Start of Excerpted text
# Carbon Dropout Revisited...



## The Green Hour (Jul 15, 2008)

The other thread has me wondering about the REAR dropouts on the newer LOOK frames. 

Are the rear dropouts "all" carbon and if so, how long have they been all carbon?

The burning question is....has there been any issues with an all carbon dropout on LOOK frames? 

My KG LOOK is about 7 years old with no issues and was looking at a new (585) frame soon. I want to be sure that this is a somewhat proven and reliable change and not some fad that ends up being a nightmare down the road. I only keep one road bike for many years, hence the concern.


----------



## chas (Aug 10, 2006)

The Green Hour said:


> The other thread has me wondering about the REAR dropouts on the newer LOOK frames.
> 
> Are the rear dropouts "all" carbon and if so, how long have they been all carbon?
> 
> ...


The 585 has aluminum rear dropouts. The 586 and 595 both have carbon dropouts that are made by essentially the exact same method we use to make the HSC 5 forks. 

*[email protected]*


----------



## The Green Hour (Jul 15, 2008)

Thank you Chas. 

I looked on the website and zoomed in on that area, but couldn't really see one way or another. I guess this could be a better dropout as far as a material joint is concerned, though I kinda feel a little more comfortable with the metal dropouts between the skewers.... 

As a loyal and satisfied LOOK rider for the last 10 years, I didn't want to invest in some "throwaway" race bike or marketing fad. I know that LOOK normally doesn't fall into that category, I was just looking for some reassurance.:thumbsup:


----------
End of Excerpted text
__Short exercise__
Copy everything in the thread on carbon dropouts from "The 585 has" down to "HSC 5 forks.". The data below is separate material, apart from the thread on carbon dropouts.
Start of Listed records
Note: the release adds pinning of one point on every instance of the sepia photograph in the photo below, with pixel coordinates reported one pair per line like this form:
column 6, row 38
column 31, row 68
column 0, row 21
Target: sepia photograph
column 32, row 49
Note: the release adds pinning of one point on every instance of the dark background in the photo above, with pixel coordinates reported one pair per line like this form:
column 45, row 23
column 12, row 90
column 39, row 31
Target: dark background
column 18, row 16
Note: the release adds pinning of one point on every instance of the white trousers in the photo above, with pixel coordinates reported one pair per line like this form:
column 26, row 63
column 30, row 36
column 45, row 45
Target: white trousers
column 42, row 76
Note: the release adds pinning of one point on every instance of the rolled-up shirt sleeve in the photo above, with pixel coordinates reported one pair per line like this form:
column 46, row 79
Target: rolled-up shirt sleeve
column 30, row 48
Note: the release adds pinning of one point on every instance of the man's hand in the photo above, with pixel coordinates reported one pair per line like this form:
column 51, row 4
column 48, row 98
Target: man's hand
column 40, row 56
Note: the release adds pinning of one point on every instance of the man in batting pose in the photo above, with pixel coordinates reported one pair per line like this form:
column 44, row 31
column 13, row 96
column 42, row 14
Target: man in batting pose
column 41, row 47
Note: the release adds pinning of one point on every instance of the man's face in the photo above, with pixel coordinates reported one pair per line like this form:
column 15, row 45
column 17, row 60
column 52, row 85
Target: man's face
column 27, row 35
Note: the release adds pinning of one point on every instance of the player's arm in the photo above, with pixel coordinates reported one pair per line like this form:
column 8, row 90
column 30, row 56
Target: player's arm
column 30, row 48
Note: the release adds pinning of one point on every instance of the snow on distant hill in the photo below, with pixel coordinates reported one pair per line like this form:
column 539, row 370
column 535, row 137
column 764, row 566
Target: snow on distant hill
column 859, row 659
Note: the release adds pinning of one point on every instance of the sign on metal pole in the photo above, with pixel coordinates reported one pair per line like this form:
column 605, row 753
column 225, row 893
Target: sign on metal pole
End of Listed records
__Answer in full__
The 585 has aluminum rear dropouts. The 586 and 595 both have carbon dropouts that are made by essentially the exact same method we use to make the HSC 5 forks.